- **WORK TO DO**:
Copy out the lines exactly, from the one containing "Target: reflection on water" down to the end of the lines, both ends included, and leave out the pictures.

** BEGIN **

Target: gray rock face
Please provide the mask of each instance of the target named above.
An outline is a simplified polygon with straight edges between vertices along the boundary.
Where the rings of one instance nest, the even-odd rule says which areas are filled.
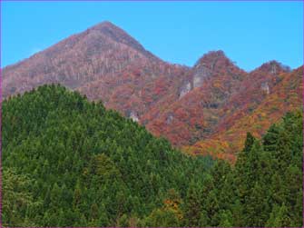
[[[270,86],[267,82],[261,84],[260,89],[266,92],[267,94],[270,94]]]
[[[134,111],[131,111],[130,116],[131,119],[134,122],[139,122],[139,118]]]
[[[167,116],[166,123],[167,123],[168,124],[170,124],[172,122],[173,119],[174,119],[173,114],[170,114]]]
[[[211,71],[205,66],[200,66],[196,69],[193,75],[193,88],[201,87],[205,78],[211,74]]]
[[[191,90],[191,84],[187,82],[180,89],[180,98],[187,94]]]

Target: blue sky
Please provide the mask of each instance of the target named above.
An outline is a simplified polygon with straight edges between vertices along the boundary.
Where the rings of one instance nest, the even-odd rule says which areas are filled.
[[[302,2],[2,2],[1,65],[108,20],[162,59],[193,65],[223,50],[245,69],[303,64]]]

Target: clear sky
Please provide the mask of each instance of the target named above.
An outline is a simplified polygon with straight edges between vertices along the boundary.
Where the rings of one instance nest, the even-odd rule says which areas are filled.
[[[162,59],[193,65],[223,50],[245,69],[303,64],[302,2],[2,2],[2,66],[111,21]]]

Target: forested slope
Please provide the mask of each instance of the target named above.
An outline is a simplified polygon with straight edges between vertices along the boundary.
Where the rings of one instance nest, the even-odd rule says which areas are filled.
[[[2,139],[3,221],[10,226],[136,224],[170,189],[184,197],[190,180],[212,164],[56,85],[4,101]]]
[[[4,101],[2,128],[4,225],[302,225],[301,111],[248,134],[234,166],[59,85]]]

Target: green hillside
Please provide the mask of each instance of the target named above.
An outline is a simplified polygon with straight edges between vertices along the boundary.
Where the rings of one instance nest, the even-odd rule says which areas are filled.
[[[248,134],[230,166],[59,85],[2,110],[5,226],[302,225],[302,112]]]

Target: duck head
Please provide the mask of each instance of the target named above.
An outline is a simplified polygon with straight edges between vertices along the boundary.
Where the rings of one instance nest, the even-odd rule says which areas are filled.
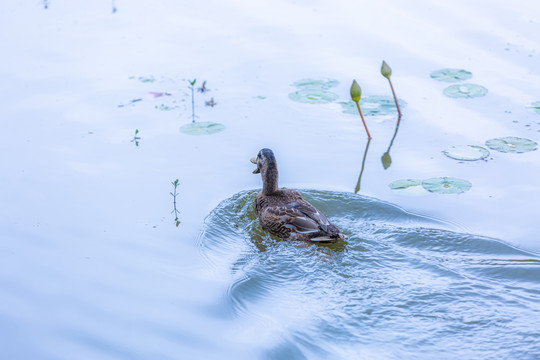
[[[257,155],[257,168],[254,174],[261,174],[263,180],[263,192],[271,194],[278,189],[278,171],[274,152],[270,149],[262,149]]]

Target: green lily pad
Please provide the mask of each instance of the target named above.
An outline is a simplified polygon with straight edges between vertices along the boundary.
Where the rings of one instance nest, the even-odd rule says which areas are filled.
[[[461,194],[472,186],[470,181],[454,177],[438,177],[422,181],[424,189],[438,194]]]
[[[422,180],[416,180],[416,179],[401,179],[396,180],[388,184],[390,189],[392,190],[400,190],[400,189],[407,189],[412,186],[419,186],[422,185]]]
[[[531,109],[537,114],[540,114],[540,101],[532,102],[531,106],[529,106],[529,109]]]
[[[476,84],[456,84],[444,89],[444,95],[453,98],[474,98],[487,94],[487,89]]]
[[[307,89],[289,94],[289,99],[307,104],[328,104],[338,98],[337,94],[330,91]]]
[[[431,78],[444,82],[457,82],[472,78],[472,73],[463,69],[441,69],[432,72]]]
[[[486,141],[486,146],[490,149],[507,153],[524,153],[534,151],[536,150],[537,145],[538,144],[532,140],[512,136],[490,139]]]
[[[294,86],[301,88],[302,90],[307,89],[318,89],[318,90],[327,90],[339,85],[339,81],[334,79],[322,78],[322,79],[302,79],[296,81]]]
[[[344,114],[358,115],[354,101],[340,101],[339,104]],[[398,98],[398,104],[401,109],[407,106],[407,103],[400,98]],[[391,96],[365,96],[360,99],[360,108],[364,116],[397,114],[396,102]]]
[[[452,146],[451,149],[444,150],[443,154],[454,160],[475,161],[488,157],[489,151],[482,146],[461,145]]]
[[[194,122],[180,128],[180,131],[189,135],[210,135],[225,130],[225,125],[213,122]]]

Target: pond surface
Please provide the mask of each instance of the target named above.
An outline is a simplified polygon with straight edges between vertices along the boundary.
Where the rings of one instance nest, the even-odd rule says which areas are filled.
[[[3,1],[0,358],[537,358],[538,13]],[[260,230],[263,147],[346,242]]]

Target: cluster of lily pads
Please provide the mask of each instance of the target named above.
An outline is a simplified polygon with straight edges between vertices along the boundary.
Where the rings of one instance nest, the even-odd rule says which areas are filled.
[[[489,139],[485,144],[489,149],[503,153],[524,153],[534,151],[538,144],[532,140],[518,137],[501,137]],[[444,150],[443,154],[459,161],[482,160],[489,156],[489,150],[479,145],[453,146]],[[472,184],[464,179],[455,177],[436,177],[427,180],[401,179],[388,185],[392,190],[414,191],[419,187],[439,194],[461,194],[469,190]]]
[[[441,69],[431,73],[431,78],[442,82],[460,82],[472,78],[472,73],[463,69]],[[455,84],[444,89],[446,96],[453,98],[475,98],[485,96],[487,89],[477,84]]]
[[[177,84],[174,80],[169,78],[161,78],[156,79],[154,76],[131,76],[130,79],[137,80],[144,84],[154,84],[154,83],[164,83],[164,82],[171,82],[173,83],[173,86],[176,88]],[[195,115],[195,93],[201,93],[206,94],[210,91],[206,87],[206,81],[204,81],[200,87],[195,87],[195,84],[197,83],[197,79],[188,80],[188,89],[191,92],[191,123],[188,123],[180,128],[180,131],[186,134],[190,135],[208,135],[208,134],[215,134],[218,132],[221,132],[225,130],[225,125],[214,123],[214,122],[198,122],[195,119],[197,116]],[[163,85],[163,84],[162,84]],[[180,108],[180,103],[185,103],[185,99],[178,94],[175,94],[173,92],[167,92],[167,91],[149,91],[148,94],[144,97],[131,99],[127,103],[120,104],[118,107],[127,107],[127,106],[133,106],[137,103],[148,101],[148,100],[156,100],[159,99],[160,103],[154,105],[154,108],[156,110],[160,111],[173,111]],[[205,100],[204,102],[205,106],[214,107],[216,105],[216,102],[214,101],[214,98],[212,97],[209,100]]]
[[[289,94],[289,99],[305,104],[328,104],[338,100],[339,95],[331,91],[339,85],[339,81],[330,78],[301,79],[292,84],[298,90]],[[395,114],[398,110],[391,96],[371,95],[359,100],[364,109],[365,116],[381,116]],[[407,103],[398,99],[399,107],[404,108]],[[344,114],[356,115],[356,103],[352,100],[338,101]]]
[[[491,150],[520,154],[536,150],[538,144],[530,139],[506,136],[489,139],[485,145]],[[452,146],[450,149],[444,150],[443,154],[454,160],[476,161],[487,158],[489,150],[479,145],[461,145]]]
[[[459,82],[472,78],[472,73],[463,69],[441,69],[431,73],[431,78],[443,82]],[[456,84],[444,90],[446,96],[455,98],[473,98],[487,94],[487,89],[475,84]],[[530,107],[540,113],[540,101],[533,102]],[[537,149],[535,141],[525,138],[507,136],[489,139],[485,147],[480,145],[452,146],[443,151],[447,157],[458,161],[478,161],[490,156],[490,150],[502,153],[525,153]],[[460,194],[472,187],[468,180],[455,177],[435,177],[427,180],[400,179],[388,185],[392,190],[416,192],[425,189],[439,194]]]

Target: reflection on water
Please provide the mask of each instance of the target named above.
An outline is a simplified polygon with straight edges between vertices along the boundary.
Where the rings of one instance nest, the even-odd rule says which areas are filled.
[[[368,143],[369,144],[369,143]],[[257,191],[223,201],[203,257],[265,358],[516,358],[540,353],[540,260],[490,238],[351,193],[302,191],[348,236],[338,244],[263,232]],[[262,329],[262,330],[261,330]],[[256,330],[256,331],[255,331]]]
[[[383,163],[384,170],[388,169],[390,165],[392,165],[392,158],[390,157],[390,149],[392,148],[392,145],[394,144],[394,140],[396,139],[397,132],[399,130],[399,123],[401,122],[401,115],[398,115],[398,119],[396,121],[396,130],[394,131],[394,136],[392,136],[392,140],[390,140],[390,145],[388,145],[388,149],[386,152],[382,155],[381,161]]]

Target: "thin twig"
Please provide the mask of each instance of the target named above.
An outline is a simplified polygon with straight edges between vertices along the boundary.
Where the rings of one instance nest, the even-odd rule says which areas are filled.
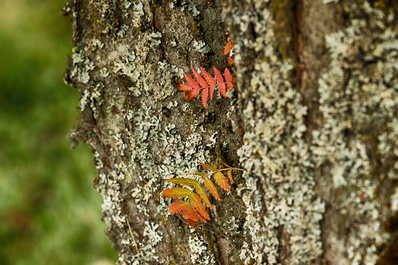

** END **

- **RESPONSE**:
Target: reflection on water
Please provide the mask of each instance of the target named above.
An outline is a simplified polygon with straight edges between vertices along the boundary.
Where the rings of one instance nest, the even-odd rule says which areas are filled.
[[[368,143],[369,144],[369,143]],[[257,191],[223,201],[203,257],[265,358],[516,358],[540,353],[540,260],[490,238],[351,193],[302,191],[348,236],[338,244],[263,232]],[[262,329],[262,330],[261,330]],[[256,330],[256,331],[255,331]]]
[[[383,163],[384,170],[388,169],[390,165],[392,165],[392,158],[390,157],[390,149],[392,148],[392,145],[394,144],[394,140],[396,139],[397,132],[399,130],[399,123],[401,122],[401,115],[398,115],[398,119],[396,121],[396,130],[394,131],[394,136],[392,136],[392,140],[390,140],[390,145],[388,145],[388,149],[386,152],[382,155],[381,161]]]

Target: "thin twig"
Please provide the mask of each instance of the target named above.
An outline is a simplified polygon with straight edges between vertices along the boundary.
Where the rings of one instance nest, the even-odd rule says which areas are filled.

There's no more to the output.